QUOTED TEXT>
Why renewables are a massive market disruptor

The implications of this market transformation across the energy industry are significant. For the first time in the history of clean energy development, demand now outstrips supply, by a lot. Differentiation, and therefore, success, in the market will require access to the production of clean technologies that have yet to be scaled. The winners of the energy transition will be those companies and investors willing to take on the risk of scaling these new technologies. 

The energy industry is on the cusp of a transformation the likes of which the economy hasn’t experienced since the Industrial Revolution. While the past decade has been characterised by steady progress towards clean power generation and vehicle electrification, the combination of a series of new economic realities including an emergent corporate consensus, new and significant regulatory and market creation mechanisms, supply chain disruptions, and growing energy needs of the existing industrial landscape threaten to fundamentally shift the nature of competition in the industry and accelerate innovation in a way heretofore unseen. 

The Inflation Reduction Act (IRA) projects to unlock more than $300 billion in federal spending by 2030, a number that is tiny compared to the $3.5 trillion in private sector capital that it will mobilize across decarbonisation pathways. Simultaneously, corporate commitments to decarbonizing have increased from 23% of Fortune 500 companies in 2019 to over 66% in 2023. The IRA and increasing corporate commitments layer on top of the pre-existing market trend to electrify transportation. Taken together with the increased incentives for electrification of other industrial processes, it is projected that the U.S. electrical grid will need to increase capacity by 4x to meet net zero requirements.

Together, these account for a demand shock to the energy industry that we haven’t seen in over a century: multiple exponential demand growth curves implanted atop one another. Historical examples of this are few and far between. Perhaps the most appropriate comparison is to the invention of chemical fertilizers at the beginning of the 20th century. As the world was running short on food supply, and with demand rapidly climbing, German chemists Fritz Haber and Carl Bosch invented a process for cheaply producing chemical fertilisers that expanded food supply for the growing world. Perhaps the impending boom is more like the demand for manufacturing capacity during World War II, which ignited industrial giants like the domestic Big-3 automotive behemoths GM, Ford, and Chrysler. 

The implications of this market transformation across the energy industry are significant. For the first time in the history of clean energy development, demand now outstrips supply, by a lot. Differentiation, and therefore, success, in the market will require access to the production of clean technologies that have yet to be scaled. The winners of the energy transition will be those companies and investors willing to take on the risk of scaling these new technologies. 

This creates a new clean energy paradigm: existing energy players will be required to compete on innovation. The survival of large firms will depend on their willingness and ability to productively collaborate and engage with upstart innovative firms. In a risk-averse, oligopolistic industry, conventional strategies built around waiting for technology to “be ready” are no longer tenable. 

While there are lots of upstart firms working to scale solutions today, those same firms will be supply-constrained by construction as they move through the scale-up process, likely through 2035, by which time most regulatory requirements and corporate commitments need to be accommodated. Critically, this limited supply of new technologies available is going to be provided to those firms that begin phased collaborations with startups today.

INFORMATION PROVIDED>
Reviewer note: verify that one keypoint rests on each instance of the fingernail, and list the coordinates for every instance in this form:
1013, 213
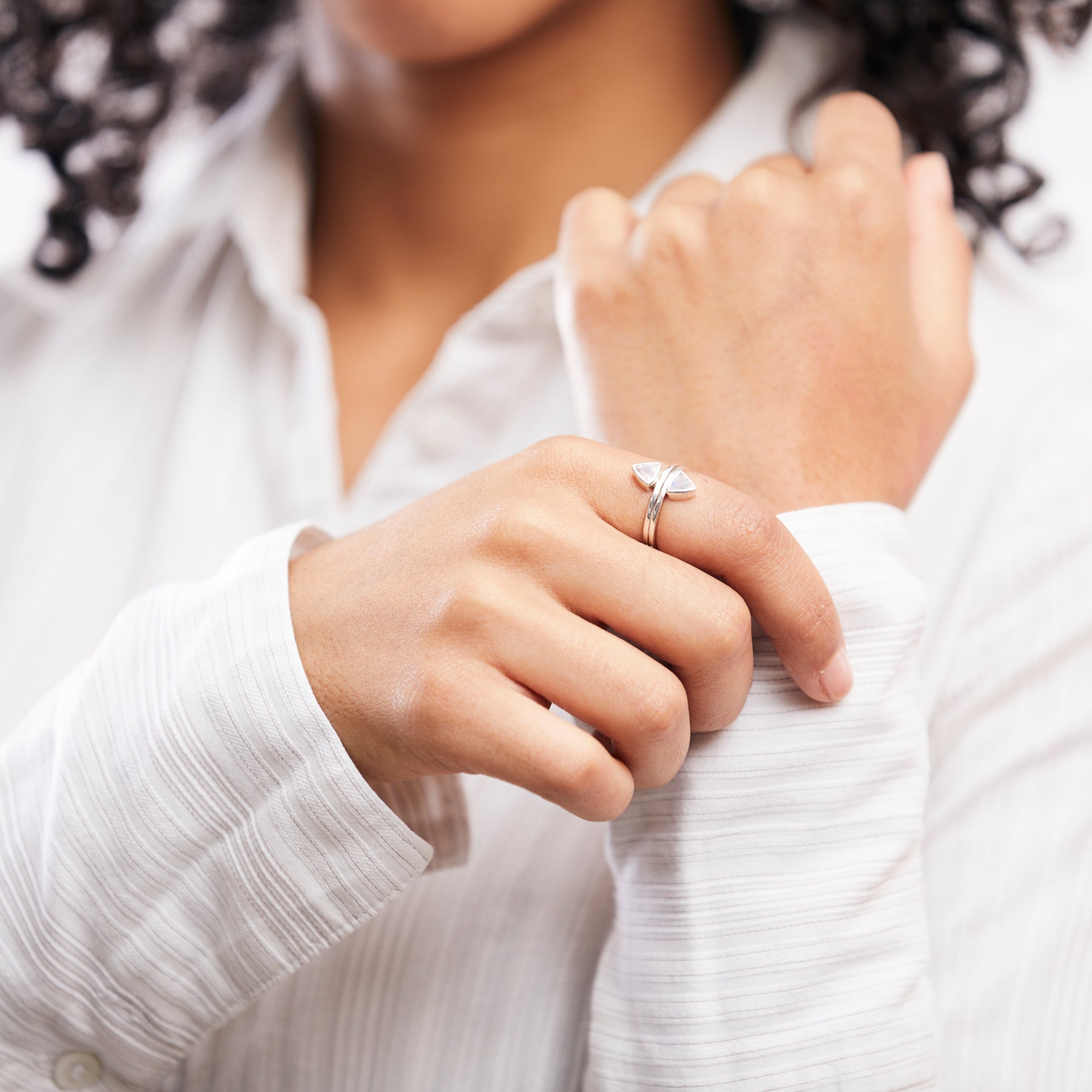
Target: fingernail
837, 677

PROBLEMS TO SOLVE>
a) In the renewables article, what share of Fortune 500 companies had decarbonization commitments in 2019, and what share had them in 2023?
b) Continue the article on renewables as a market disruptor, starting after its final paragraph.

EXPECTED RESULTS>
a) 23% in 2019 and over 66% in 2023.

b)
Advanced orders for manufacturing capacity through the end of the decade and into the 2030s, across clean power, electrification, industrial decarbonization, hydrogen, and carbon removal, are already being contracted today. Firms that do not productively engage with innovative new technologies today will not have access to those technologies on time horizons that enable them to hit 2035 targets.  

The implications of this new competitive environment are already visible in the market today. Corporate participation in venture capital investment of cleantech companies has risen 50% over the last five years and makes up a growing segment, greater than 60% of invested capital for these ventures. Alongside those equity investments, corporate players are engaging in multi-year technology development partnerships with high-growth, though early-stage cleantech ventures. Examples include Nabors’ collaboration with Quaise to develop advanced geothermal capabilities and National Grid’s partnership with VEIR to develop and deploy a novel transmission line technology.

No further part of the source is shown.